Repeat the entries below line for line, changing nothing.
▼
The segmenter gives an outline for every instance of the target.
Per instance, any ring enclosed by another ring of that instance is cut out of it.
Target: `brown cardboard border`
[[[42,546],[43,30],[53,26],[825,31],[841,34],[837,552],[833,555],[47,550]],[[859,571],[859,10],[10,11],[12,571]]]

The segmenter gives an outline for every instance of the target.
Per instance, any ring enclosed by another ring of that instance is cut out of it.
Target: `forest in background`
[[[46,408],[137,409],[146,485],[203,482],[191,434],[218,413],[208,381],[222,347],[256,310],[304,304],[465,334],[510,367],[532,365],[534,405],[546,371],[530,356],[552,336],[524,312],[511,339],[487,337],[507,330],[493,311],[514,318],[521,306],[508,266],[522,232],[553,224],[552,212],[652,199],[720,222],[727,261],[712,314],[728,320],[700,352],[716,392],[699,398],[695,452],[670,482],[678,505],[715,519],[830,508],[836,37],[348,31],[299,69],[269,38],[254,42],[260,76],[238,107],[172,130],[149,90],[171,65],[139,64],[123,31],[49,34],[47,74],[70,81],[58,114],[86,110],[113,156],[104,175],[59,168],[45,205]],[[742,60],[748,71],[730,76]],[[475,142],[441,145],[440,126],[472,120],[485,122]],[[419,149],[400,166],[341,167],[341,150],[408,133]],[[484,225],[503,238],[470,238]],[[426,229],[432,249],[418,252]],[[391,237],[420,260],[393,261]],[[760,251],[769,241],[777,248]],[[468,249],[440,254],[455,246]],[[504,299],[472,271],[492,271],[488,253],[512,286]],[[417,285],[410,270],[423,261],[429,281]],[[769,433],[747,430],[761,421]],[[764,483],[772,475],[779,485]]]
▲
Task result —
The segmenter gives an outline for every instance of the target.
Per instance, any ring enclosed by another ring of that instance is cut out of it.
Target: `brown cardboard border`
[[[42,546],[43,30],[53,26],[825,31],[841,34],[837,552],[833,555],[47,550]],[[859,571],[859,10],[10,11],[12,571]]]

The segmenter gives an outline for every instance of the target.
Per instance, any ring enclosed by another ring of that instance is cut out of it.
Target: `forest in background`
[[[46,408],[137,409],[146,485],[203,482],[191,434],[218,413],[208,381],[222,347],[256,310],[304,304],[465,334],[510,367],[532,365],[534,405],[546,371],[530,356],[552,336],[524,312],[511,339],[487,337],[507,330],[493,311],[514,318],[521,306],[508,266],[522,232],[553,224],[552,212],[652,199],[720,222],[727,261],[712,314],[728,320],[700,352],[716,392],[699,398],[695,452],[670,482],[678,505],[715,519],[830,508],[836,37],[348,31],[299,69],[269,38],[254,42],[260,76],[238,107],[172,130],[149,90],[171,65],[139,64],[123,31],[49,34],[47,74],[70,81],[58,114],[86,110],[113,156],[104,175],[59,168],[45,205]],[[742,60],[748,71],[730,76]],[[475,142],[441,145],[440,126],[472,120],[485,122]],[[419,149],[400,166],[341,167],[341,150],[408,133]],[[484,225],[503,238],[470,238]],[[426,229],[432,249],[418,252]],[[391,237],[420,260],[393,261]],[[760,251],[769,241],[777,248]],[[468,249],[440,254],[455,246]],[[504,299],[472,271],[492,271],[488,253],[512,286]],[[417,285],[410,270],[423,261],[429,281]],[[769,433],[747,430],[761,421]],[[764,483],[772,475],[779,485]]]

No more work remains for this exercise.